[Location labeling records]
——

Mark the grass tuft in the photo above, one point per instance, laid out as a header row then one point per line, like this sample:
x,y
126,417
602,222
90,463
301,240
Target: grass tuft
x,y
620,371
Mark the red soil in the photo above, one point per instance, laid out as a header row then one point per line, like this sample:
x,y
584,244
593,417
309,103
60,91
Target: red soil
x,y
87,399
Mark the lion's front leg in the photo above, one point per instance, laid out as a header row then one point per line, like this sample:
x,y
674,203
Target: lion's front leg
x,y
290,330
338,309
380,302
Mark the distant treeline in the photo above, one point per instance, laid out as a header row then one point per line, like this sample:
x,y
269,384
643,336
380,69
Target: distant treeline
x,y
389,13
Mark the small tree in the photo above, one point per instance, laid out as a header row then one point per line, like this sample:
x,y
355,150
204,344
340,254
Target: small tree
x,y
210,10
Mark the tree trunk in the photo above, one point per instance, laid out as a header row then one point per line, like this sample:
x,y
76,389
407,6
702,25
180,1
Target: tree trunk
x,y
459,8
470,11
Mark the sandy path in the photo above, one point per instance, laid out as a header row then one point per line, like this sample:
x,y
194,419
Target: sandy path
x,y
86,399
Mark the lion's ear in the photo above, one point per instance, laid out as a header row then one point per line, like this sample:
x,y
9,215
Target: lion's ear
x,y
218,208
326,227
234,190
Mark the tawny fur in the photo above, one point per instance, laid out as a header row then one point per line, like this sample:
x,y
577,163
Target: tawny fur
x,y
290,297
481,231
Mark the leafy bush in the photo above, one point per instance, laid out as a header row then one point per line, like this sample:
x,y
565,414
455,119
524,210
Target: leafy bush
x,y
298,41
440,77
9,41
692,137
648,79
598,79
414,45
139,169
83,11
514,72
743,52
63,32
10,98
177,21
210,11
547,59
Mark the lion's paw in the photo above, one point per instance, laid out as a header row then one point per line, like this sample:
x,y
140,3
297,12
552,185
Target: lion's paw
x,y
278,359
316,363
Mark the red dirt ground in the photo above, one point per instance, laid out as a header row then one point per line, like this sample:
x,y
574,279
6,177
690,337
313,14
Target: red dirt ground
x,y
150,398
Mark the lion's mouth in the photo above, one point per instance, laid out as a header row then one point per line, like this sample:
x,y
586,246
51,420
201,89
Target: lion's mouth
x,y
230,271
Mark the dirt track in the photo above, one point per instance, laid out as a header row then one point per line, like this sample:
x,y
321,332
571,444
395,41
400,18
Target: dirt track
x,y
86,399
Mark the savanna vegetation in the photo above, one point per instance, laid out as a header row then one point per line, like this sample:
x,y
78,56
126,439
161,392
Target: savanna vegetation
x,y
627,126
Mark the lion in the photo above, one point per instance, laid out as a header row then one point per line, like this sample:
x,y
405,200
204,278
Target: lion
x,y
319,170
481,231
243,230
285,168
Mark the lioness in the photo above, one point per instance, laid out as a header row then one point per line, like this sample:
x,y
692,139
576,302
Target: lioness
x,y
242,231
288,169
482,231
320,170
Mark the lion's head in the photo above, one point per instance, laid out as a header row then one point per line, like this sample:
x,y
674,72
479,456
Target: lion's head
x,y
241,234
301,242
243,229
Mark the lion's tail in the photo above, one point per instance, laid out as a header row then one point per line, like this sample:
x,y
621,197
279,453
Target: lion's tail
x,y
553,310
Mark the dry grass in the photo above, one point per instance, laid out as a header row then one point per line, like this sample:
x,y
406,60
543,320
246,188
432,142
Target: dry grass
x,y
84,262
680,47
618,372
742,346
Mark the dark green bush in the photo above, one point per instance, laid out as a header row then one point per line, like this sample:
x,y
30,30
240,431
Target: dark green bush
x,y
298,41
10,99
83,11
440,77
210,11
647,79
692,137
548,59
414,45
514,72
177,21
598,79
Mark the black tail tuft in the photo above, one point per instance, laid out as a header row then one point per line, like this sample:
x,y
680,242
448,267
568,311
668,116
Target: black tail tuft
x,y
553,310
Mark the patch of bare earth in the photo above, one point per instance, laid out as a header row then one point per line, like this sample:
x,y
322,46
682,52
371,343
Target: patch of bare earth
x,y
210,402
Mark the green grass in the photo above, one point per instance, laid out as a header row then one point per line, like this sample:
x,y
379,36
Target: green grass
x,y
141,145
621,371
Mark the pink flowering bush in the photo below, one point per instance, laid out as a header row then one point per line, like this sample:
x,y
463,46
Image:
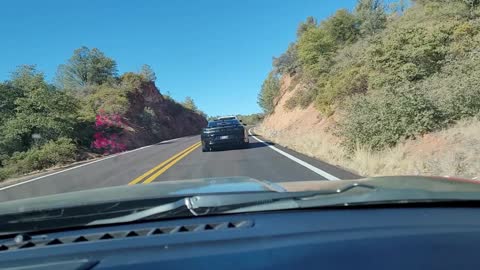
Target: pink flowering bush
x,y
108,132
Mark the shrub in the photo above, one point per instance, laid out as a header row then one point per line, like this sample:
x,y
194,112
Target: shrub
x,y
384,118
50,154
107,137
270,90
302,98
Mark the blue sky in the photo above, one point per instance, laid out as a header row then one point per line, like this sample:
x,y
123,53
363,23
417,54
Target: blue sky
x,y
216,51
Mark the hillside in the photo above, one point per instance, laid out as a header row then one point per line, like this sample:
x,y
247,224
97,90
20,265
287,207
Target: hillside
x,y
453,151
88,111
382,91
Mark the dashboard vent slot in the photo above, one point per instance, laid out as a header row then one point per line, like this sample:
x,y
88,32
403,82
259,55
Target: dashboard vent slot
x,y
27,245
43,240
54,242
106,236
131,234
80,239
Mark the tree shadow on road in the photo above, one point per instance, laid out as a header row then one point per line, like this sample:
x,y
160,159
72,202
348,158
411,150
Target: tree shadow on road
x,y
252,145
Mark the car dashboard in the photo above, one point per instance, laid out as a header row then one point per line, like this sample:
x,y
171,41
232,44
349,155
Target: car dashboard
x,y
361,238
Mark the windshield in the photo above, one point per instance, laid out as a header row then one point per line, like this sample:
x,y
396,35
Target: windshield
x,y
255,98
223,123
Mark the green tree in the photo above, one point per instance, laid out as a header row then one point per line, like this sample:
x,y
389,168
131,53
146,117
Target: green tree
x,y
86,67
371,15
147,73
342,27
269,91
189,104
315,48
8,95
309,23
26,78
288,62
41,109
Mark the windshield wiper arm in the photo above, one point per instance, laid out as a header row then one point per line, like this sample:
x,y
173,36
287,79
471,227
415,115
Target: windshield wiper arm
x,y
157,210
221,203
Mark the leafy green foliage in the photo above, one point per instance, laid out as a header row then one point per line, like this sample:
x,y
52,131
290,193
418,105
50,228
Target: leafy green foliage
x,y
189,104
371,16
341,27
251,119
52,153
302,99
386,117
40,110
8,95
86,67
391,76
288,62
309,23
147,73
270,90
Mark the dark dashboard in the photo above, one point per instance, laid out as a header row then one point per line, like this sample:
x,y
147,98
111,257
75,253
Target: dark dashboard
x,y
365,238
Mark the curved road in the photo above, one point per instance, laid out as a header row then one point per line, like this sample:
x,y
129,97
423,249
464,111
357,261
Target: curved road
x,y
178,159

——

_PROBLEM STATEMENT_:
Would you give again, word for word, every line from the one with "Mark the leafy green" through the final line of the listing above?

_RESULT OF THIS TASK_:
Mark the leafy green foliage in the photo above, one point per instance, laid out as a header row then one point per line, like this sample:
x,y
52,131
290,193
418,105
50,228
Target: leafy green foliage
x,y
189,104
371,16
341,27
251,119
52,153
302,99
386,117
40,110
8,95
86,67
391,76
288,62
309,23
147,73
270,90
Mark the dark dashboard in the photo above, one point per instance, laid out as a header row then one point per line, like this sample:
x,y
147,98
111,257
75,253
Target: dark dashboard
x,y
365,238
Mark the curved road in the photo above, one point per instance, laid out as a header row then one point per line, like this sample:
x,y
129,97
423,249
464,111
357,261
Target: curved road
x,y
178,159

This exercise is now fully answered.